> [TASK OBJECTIVE]
Your response should be every line from the entries that includes the string "crust".

> [MATERIAL FOR THIS EXERCISE]
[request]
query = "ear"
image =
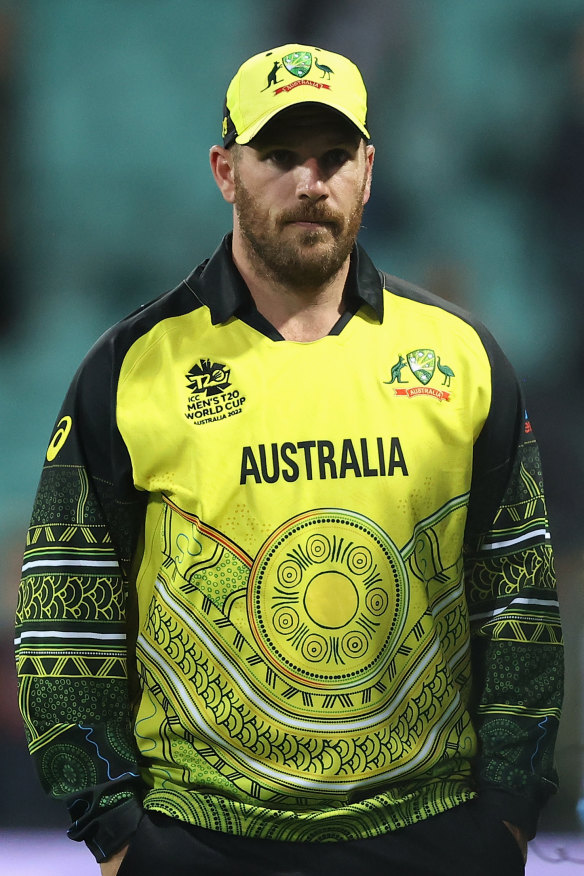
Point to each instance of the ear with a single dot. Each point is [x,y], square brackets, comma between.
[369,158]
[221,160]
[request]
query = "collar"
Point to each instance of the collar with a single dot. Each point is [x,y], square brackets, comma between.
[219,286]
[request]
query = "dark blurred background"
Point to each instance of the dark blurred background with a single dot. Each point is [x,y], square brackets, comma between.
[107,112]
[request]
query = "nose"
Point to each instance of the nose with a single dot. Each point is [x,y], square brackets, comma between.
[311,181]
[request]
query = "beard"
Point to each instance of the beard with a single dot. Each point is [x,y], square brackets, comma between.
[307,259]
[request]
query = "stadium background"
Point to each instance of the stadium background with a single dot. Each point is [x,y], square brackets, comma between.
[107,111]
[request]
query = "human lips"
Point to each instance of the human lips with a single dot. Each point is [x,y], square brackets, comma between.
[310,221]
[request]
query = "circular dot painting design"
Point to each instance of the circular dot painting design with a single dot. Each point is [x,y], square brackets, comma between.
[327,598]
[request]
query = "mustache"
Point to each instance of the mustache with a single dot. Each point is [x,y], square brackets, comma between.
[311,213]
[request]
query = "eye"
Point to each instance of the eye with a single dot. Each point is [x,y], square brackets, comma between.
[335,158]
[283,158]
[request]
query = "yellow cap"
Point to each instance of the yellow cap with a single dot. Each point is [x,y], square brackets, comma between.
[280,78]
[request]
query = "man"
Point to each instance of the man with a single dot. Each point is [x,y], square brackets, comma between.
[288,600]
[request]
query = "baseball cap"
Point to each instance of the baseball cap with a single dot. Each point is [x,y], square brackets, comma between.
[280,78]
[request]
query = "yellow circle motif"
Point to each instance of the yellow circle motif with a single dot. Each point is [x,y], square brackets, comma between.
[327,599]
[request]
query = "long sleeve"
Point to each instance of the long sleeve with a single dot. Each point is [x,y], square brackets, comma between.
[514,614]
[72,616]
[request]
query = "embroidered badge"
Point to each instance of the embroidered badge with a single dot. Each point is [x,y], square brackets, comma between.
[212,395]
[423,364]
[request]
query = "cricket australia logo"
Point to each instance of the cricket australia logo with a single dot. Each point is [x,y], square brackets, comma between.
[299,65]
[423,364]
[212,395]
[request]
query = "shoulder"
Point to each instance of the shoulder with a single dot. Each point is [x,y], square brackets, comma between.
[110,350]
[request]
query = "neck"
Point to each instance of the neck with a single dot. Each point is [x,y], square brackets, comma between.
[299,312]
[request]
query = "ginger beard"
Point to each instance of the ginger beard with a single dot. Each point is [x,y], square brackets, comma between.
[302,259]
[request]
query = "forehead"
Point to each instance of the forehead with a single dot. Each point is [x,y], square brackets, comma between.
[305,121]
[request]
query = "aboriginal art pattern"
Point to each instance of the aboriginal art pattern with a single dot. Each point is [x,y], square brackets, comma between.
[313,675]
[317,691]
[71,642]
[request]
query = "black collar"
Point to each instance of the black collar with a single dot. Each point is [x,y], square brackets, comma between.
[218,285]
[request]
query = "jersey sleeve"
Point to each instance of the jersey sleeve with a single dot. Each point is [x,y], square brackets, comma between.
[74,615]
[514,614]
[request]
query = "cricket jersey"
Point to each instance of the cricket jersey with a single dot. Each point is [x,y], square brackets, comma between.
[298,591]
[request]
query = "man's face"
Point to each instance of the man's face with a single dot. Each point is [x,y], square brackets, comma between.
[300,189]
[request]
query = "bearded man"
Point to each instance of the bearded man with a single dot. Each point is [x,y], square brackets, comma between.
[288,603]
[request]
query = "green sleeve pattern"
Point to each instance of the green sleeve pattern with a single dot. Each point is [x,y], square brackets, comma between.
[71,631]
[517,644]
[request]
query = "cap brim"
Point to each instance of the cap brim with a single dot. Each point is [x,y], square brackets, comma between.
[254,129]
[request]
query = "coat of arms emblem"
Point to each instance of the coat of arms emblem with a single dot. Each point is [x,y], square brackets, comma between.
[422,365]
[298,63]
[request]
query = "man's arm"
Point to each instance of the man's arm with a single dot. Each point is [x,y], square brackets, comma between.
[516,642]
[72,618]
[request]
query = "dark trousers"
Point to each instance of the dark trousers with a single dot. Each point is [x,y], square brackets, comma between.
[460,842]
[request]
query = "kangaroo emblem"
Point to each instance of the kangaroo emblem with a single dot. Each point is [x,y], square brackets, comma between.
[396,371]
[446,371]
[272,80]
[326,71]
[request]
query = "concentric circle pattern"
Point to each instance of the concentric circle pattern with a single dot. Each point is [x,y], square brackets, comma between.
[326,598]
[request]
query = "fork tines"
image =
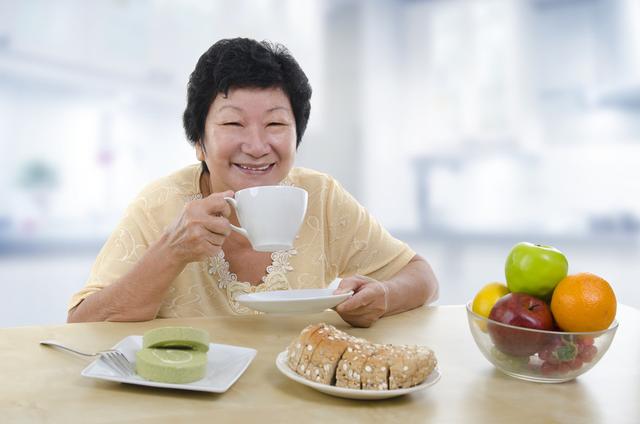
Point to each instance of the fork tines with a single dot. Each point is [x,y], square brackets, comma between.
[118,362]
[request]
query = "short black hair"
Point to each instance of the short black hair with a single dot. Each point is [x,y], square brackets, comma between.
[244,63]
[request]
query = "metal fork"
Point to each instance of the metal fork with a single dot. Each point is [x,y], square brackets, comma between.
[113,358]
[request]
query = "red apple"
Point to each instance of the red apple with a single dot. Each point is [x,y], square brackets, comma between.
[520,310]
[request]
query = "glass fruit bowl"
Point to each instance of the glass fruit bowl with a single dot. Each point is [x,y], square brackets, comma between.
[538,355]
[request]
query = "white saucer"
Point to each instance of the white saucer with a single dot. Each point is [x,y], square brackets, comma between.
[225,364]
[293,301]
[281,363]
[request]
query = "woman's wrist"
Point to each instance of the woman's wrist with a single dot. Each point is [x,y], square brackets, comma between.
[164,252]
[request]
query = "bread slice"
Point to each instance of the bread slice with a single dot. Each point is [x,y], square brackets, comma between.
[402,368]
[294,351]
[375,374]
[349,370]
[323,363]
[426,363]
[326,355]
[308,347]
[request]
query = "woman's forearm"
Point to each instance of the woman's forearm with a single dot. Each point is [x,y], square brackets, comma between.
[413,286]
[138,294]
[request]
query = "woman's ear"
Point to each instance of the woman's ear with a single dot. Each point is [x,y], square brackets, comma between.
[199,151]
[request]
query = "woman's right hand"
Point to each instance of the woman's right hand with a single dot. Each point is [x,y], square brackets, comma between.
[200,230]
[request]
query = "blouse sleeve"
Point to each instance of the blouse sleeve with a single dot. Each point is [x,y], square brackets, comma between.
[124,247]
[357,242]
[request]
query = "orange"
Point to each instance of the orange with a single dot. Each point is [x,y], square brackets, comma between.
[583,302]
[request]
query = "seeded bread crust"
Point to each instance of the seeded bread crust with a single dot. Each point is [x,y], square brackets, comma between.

--

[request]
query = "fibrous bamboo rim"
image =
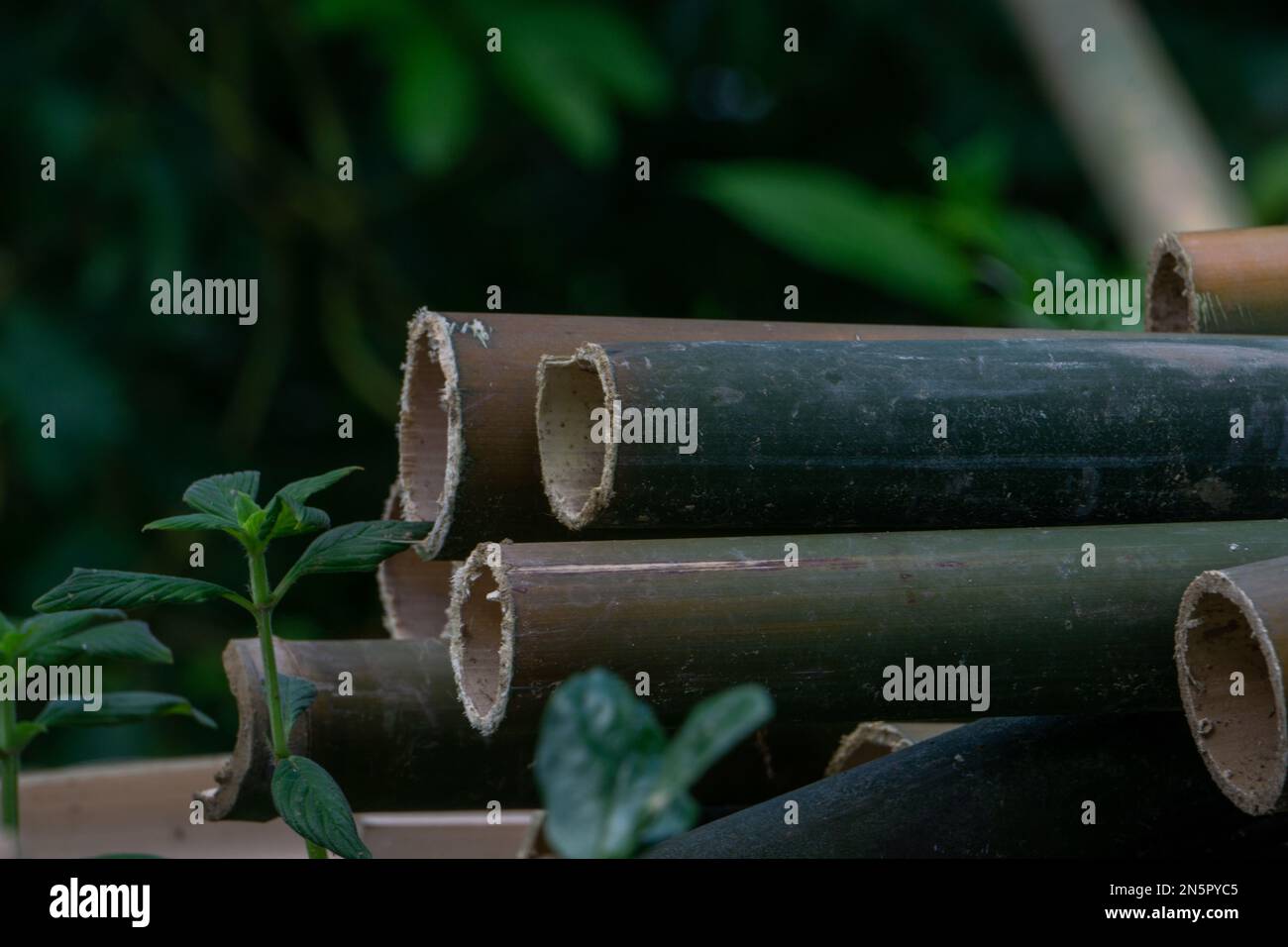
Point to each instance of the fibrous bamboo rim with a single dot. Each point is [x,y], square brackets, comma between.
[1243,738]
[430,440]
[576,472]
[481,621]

> [RESULT BELOW]
query = "seeded bread crust"
Point to each instance of the seeded bread crust with a single dot. Each point is [x,y], square brackets, comma between.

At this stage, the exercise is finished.